Start of Input

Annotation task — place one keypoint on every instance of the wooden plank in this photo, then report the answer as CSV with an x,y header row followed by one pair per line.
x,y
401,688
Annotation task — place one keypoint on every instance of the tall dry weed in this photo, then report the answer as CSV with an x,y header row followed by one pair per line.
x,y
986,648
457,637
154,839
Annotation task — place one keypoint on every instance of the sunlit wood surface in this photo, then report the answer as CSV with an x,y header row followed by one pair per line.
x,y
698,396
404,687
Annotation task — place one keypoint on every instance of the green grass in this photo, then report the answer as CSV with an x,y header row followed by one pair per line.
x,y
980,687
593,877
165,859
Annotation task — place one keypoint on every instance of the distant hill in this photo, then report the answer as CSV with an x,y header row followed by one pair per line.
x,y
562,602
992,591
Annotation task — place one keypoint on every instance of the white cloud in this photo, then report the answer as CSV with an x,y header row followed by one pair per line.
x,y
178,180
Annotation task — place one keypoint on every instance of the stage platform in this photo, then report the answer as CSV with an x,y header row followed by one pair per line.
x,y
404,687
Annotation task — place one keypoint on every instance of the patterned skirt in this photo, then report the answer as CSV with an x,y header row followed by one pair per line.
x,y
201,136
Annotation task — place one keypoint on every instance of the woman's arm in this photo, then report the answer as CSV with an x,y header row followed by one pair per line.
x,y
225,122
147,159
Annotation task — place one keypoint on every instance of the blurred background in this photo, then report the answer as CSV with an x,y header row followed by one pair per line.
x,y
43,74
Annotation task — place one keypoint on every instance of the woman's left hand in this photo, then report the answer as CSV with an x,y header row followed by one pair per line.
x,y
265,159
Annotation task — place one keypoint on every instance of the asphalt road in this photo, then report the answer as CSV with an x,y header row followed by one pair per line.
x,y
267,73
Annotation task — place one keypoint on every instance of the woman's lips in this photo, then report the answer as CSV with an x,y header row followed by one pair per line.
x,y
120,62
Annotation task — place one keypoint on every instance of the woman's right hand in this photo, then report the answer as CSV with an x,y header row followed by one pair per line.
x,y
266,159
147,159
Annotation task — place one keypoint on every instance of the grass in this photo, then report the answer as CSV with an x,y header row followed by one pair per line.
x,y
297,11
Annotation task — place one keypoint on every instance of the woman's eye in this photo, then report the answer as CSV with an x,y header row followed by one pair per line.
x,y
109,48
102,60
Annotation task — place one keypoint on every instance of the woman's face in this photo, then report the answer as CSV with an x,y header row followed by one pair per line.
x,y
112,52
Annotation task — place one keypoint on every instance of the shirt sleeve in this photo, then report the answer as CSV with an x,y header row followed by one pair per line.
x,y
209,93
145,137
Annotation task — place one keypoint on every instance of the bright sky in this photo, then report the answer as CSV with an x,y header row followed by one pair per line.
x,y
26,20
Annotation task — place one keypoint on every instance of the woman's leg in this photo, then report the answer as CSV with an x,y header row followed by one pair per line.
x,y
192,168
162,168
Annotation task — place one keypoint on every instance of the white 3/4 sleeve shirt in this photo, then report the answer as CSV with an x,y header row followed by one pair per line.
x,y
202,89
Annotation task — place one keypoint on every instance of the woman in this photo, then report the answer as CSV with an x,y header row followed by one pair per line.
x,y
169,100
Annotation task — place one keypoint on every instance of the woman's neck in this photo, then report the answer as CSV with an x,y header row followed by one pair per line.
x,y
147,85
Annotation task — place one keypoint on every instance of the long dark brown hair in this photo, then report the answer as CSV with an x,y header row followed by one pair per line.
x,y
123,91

End of Input

_Work to complete:_ Nothing outside the span should appear: transcribe the lines from the one containing "of the shirt" through the last line of the records.

_Response to this exercise:_
Annotation task — place one keypoint on every instance of the shirt sleeve in this photo, then report the answer as CSV with an x,y header row followed by one pair per line.
x,y
209,93
145,137
Annotation task — place one keypoint on every instance of the bright sky in this photo, then report the answer as CSV with an x,y header row followed by one pair per line.
x,y
26,20
Annotation task — place one keypoint on every instance of the woman's leg in this photo, then report the answer as CSV with an x,y header row followed by one pair per line.
x,y
192,168
162,168
Annotation task — place one keypoint on every instance of the white 3/4 sleeve shirt in this photo, then report the answer as CSV with an x,y header row followed by one pair per line.
x,y
202,89
Annotation task — place one keypoint on every instance of the woman in this photo, then report the answer as CSV with an x,y header row followed by one pair per line.
x,y
169,100
Annotation task — place one keypoint on every instance of the woman's neck in this photo, then report the answer as CSV with an x,y header row followed by one pair per line.
x,y
147,85
Annotation task — place one keypoint on every instance of the long dark brown hair in this photo, then report the answer as CSV with an x,y header row followed by one pair per line.
x,y
123,91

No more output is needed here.